Instructions to follow: Gather every line of the material below that contains the string "positive", and list those lines in the order they appear.

[Dataset excerpts]
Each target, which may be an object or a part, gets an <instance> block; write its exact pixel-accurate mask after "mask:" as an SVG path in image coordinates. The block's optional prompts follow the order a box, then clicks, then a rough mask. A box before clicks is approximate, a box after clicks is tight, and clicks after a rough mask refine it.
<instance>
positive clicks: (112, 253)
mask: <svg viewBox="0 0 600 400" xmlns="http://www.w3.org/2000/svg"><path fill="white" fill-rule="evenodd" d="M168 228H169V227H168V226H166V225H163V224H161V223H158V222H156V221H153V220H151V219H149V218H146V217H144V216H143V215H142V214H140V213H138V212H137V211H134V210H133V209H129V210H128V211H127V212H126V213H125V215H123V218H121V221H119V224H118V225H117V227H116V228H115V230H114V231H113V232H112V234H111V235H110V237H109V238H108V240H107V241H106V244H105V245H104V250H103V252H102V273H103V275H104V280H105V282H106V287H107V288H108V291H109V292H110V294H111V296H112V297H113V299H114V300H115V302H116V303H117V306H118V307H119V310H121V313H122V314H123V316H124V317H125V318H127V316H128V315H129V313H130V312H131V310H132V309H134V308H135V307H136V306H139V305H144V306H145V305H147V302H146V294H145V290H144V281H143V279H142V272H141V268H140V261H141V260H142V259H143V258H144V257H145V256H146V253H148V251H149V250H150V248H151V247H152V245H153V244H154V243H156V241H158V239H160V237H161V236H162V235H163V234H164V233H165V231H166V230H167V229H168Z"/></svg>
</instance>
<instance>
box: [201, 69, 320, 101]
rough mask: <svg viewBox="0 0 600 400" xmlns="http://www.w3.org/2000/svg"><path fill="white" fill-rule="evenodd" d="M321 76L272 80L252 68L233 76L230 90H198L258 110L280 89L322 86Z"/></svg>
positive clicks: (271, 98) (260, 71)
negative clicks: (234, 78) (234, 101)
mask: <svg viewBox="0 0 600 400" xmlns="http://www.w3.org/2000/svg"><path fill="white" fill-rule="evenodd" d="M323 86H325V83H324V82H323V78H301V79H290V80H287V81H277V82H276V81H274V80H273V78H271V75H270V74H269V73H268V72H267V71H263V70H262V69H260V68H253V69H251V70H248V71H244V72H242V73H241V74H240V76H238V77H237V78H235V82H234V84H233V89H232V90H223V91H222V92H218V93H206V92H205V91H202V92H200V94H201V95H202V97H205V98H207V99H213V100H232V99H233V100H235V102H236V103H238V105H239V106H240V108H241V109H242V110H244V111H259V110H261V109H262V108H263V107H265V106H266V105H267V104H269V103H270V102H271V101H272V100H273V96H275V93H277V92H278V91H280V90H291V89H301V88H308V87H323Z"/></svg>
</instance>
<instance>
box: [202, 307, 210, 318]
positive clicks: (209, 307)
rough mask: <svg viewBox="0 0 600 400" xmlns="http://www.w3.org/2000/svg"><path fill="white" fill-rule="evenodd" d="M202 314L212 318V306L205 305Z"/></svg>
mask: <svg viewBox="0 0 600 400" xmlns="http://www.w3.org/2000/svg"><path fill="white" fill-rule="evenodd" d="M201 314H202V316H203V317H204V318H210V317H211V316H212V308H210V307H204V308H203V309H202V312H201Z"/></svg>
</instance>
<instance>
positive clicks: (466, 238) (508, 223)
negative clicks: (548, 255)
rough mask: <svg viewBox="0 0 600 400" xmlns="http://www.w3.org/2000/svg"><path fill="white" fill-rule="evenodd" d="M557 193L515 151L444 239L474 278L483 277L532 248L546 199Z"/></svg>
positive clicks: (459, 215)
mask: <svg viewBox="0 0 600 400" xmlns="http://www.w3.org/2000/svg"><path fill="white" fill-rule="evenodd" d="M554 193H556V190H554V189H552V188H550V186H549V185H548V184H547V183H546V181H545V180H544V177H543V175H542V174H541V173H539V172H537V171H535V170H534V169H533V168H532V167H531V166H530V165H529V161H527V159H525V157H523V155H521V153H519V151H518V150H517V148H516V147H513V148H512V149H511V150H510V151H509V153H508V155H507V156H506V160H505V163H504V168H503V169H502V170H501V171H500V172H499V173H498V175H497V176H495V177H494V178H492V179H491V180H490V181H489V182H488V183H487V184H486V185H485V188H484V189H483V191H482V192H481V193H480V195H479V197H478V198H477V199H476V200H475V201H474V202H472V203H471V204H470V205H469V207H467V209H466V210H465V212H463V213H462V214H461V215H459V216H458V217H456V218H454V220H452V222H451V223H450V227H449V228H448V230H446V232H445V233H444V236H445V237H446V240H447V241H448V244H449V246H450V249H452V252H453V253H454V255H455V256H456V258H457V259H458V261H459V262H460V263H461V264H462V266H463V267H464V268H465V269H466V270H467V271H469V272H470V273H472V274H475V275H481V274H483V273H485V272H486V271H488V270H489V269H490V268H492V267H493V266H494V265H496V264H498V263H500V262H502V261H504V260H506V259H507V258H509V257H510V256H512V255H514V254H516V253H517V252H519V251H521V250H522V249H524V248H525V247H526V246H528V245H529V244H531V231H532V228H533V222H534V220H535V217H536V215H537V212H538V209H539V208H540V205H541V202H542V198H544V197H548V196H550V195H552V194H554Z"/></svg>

Response area:
positive clicks: (112, 253)
positive clicks: (271, 98) (260, 71)
positive clicks: (209, 307)
positive clicks: (466, 238) (508, 223)
positive clicks: (459, 215)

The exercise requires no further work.